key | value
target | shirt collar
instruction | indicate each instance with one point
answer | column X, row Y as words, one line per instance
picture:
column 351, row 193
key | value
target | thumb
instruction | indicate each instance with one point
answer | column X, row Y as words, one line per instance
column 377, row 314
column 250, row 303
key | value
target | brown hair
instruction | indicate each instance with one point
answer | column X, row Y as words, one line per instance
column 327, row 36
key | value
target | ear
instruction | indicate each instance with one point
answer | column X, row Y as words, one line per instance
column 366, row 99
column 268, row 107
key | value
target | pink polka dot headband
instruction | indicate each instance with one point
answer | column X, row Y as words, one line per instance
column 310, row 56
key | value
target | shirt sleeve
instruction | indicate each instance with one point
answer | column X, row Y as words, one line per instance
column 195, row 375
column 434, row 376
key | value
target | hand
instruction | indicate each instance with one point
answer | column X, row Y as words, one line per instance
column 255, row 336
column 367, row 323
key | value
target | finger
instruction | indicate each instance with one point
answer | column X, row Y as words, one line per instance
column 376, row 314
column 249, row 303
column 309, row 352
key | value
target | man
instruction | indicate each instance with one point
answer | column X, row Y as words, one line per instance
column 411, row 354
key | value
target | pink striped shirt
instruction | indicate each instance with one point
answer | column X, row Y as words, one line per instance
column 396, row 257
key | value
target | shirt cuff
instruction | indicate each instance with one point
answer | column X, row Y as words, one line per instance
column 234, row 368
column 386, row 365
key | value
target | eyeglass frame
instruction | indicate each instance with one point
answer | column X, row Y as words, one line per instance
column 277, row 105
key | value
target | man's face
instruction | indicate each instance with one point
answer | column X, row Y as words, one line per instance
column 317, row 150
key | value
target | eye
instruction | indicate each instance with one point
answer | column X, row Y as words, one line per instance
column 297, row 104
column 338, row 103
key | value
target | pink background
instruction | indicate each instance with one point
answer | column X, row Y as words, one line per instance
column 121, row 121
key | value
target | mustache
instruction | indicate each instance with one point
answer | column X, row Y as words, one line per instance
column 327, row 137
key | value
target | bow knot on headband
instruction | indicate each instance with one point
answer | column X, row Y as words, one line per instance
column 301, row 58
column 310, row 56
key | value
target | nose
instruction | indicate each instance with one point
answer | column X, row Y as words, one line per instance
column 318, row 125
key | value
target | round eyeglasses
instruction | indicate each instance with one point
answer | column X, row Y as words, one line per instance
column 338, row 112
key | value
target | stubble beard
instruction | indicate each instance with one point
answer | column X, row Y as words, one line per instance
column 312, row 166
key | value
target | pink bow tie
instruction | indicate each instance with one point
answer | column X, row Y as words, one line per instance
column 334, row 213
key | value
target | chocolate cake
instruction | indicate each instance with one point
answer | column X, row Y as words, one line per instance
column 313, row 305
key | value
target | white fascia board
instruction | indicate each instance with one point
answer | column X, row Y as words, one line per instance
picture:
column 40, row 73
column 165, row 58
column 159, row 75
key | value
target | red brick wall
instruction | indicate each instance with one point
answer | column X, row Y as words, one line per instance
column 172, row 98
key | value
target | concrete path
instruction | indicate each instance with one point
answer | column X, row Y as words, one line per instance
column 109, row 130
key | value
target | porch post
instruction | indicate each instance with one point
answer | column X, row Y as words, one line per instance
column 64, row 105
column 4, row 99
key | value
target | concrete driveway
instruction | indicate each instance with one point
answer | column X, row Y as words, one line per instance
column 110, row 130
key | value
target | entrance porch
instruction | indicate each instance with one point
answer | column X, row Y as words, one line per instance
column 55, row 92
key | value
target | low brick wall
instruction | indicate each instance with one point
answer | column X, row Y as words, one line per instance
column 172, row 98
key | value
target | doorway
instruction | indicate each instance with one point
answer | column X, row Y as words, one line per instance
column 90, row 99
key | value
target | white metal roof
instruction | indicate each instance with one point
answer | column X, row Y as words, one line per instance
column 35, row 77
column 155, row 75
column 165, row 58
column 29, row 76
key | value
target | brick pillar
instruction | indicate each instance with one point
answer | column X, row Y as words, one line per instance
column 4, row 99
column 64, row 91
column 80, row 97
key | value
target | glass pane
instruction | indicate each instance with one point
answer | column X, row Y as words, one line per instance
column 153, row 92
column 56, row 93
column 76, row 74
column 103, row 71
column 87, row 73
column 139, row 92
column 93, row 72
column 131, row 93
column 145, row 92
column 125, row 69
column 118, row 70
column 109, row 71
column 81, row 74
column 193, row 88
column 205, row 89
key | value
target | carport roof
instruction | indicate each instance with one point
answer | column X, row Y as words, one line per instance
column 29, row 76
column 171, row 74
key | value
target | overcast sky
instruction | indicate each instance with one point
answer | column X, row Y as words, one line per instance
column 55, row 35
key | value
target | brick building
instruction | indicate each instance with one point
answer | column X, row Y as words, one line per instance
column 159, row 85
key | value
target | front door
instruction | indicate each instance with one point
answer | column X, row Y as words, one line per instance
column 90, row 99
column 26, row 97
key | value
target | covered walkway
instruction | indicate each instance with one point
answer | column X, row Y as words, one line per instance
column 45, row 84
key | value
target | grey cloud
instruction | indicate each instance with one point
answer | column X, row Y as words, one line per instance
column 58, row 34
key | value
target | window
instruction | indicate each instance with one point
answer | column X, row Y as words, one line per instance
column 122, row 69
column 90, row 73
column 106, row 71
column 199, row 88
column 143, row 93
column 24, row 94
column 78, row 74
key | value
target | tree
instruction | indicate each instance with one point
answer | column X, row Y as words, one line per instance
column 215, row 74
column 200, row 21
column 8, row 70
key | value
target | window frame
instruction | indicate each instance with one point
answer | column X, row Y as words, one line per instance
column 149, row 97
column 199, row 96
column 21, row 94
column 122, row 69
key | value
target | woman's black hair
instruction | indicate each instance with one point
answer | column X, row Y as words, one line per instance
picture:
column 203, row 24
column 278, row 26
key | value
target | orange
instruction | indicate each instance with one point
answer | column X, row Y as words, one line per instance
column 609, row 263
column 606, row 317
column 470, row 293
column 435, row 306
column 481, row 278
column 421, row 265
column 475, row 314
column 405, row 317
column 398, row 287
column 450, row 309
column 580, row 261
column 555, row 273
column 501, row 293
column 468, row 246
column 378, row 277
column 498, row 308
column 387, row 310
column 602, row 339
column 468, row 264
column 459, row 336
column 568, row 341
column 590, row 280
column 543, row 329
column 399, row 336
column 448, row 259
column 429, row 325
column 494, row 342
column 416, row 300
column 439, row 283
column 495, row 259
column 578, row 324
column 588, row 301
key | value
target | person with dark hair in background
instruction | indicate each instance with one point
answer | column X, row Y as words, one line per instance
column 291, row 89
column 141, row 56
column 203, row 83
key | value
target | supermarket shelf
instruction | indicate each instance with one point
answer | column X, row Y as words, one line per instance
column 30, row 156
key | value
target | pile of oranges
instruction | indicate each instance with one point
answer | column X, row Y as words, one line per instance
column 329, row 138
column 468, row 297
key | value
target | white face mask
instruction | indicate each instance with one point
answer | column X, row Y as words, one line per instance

■ **The task**: The entries are to be retyped in full, with no alteration.

■ **Solution for this task**:
key | value
target | shirt collar
instruction | indicate each instance with one point
answer | column X, row Y as words, one line per instance
picture:
column 351, row 193
key | value
target | thumb
instruction | indicate each instance with one point
answer | column X, row Y as words, one line per instance
column 377, row 314
column 250, row 303
key | value
target | brown hair
instruction | indicate each instance with one point
answer | column X, row Y as words, one line per instance
column 327, row 36
key | value
target | ear
instruction | indicate each instance with one point
answer | column X, row Y as words, one line per instance
column 366, row 99
column 268, row 107
key | value
target | pink polka dot headband
instruction | indicate each instance with one point
answer | column X, row Y as words, one line per instance
column 310, row 56
key | value
target | shirt sleeve
instruction | indicate each instance with one point
answer | column X, row Y as words, one line per instance
column 195, row 375
column 434, row 376
key | value
target | hand
instruction | indicate each instance with one point
answer | column X, row Y as words, one line per instance
column 255, row 336
column 367, row 323
key | value
target | finger
instruction | indicate each instance with one point
answer | column X, row Y as words, one line per instance
column 376, row 314
column 249, row 303
column 309, row 352
key | value
target | man
instruction | indicate each instance with one point
answer | column X, row Y as words, one line per instance
column 411, row 354
key | value
target | pink striped shirt
instruction | indicate each instance with one point
answer | column X, row Y as words, one line per instance
column 396, row 257
key | value
target | shirt cuff
instruction | indicate each instance with one point
answer | column X, row Y as words, one line per instance
column 234, row 368
column 386, row 365
key | value
target | eyeglass frame
instruction | indicate each instance with one point
answer | column X, row Y as words, one line per instance
column 277, row 105
key | value
target | man's face
instruction | indicate each instance with one point
answer | column X, row Y as words, one line per instance
column 317, row 150
key | value
target | eye
instruction | indicate each instance with one point
answer | column X, row Y as words, one line per instance
column 297, row 104
column 338, row 103
key | value
target | pink background
instruction | indicate each instance with one point
answer | column X, row Y as words, one line per instance
column 121, row 121
key | value
target | mustache
instruction | indicate each instance with one point
answer | column X, row Y as words, one line per instance
column 327, row 137
key | value
target | bow knot on headband
instruction | indicate each instance with one point
answer | column X, row Y as words, one line per instance
column 301, row 58
column 310, row 56
key | value
target | nose
instruction | indicate each instance with one point
answer | column X, row Y as words, one line per instance
column 318, row 125
key | value
target | round eyeglasses
instruction | indicate each instance with one point
answer | column X, row Y as words, one line per instance
column 338, row 112
key | value
target | stubble beard
instruction | indicate each instance with one point
answer | column X, row Y as words, one line per instance
column 312, row 166
key | value
target | pink bow tie
instruction | indicate each instance with one point
answer | column X, row Y as words, one line per instance
column 334, row 213
key | value
target | chocolate cake
instruction | indicate each instance with one point
answer | column X, row Y as words, one line per instance
column 313, row 305
key | value
target | white fascia board
instruction | indicate each instance with one point
answer | column X, row Y as words, one line per instance
picture:
column 40, row 73
column 165, row 58
column 159, row 75
key | value
target | red brick wall
instruction | indicate each instance with one point
answer | column X, row Y as words, one line per instance
column 172, row 98
key | value
target | concrete path
instruction | indicate each instance with one point
answer | column X, row Y as words, one line per instance
column 109, row 130
key | value
target | porch post
instruction | indicate each instance with one point
answer | column X, row Y as words, one line per instance
column 64, row 105
column 4, row 99
key | value
target | concrete driveway
instruction | indicate each instance with one point
answer | column X, row Y as words, one line per instance
column 110, row 130
key | value
target | entrance porch
instruction | indicate each instance with one point
answer | column X, row Y as words, one line per instance
column 55, row 92
key | value
target | low brick wall
instruction | indicate each instance with one point
answer | column X, row Y as words, one line per instance
column 172, row 98
key | value
target | doorway
instruction | indicate each instance with one point
answer | column X, row Y as words, one line per instance
column 90, row 99
key | value
target | white metal roof
instruction | indicate each instance with one point
answer | column X, row Y as words, one line per instance
column 35, row 77
column 155, row 75
column 165, row 58
column 29, row 76
key | value
target | brick pillar
instruction | indicate each instance with one point
answer | column X, row Y as words, one line per instance
column 4, row 99
column 64, row 91
column 80, row 97
key | value
target | glass pane
instruction | indicate each instance with one point
answer | column X, row Y as words, one line per instance
column 153, row 92
column 56, row 93
column 76, row 74
column 103, row 71
column 87, row 73
column 139, row 92
column 93, row 72
column 131, row 93
column 145, row 92
column 125, row 69
column 118, row 70
column 109, row 71
column 81, row 74
column 193, row 88
column 205, row 89
key | value
target | carport roof
instruction | indicate each instance with one point
answer | column X, row Y as words, one line per instance
column 29, row 76
column 171, row 74
key | value
target | overcast sky
instruction | indicate each instance with one point
answer | column X, row Y as words, one line per instance
column 55, row 35
key | value
target | brick building
instruction | indicate each instance with one point
answer | column X, row Y as words, one line per instance
column 159, row 85
key | value
target | front door
instruction | indicate each instance with one point
answer | column X, row Y as words, one line per instance
column 90, row 99
column 26, row 97
key | value
target | covered walkway
instruction | indicate each instance with one point
answer | column X, row Y as words, one line per instance
column 45, row 84
key | value
target | grey cloud
instruction | indicate each instance with one point
answer | column X, row Y as words, one line per instance
column 58, row 34
key | value
target | window
instruction | indicate each instance with one point
answer | column X, row Y as words, one line per instance
column 122, row 69
column 90, row 73
column 106, row 71
column 199, row 88
column 143, row 93
column 24, row 94
column 78, row 74
key | value
target | tree
instruction | indicate each instance with one point
answer | column X, row Y as words, one line per instance
column 215, row 74
column 200, row 21
column 8, row 70
key | value
target | window frame
instruction | indicate each instance with one point
answer | column X, row Y as words, one line per instance
column 149, row 97
column 199, row 96
column 21, row 94
column 122, row 69
key | value
target | woman's black hair
instruction | indicate each instance with one point
answer | column X, row Y as words, one line per instance
picture:
column 203, row 24
column 278, row 26
key | value
target | orange
instruction | indicate each instance with one point
answer | column X, row Y as words, one line per instance
column 609, row 263
column 606, row 317
column 470, row 293
column 435, row 306
column 481, row 278
column 421, row 265
column 475, row 314
column 405, row 317
column 398, row 287
column 450, row 309
column 580, row 261
column 555, row 273
column 501, row 293
column 468, row 246
column 378, row 277
column 498, row 308
column 387, row 310
column 602, row 339
column 468, row 264
column 459, row 336
column 568, row 341
column 590, row 280
column 543, row 329
column 399, row 336
column 448, row 259
column 429, row 325
column 494, row 342
column 416, row 300
column 439, row 283
column 495, row 259
column 578, row 324
column 588, row 301
key | value
target | person with dark hair in background
instruction | indicate each instance with one point
answer | column X, row Y as words, one line per instance
column 291, row 89
column 141, row 56
column 203, row 83
key | value
target | supermarket shelf
instruction | indicate each instance with one point
answer | column X, row Y as words, one line per instance
column 30, row 156
key | value
target | pile of oranges
instruction | indicate each instance with one point
answer | column X, row Y as words, one line per instance
column 329, row 138
column 468, row 297
key | value
target | white face mask
instruction | indicate each instance with one point
answer | column X, row Y as words, one line per instance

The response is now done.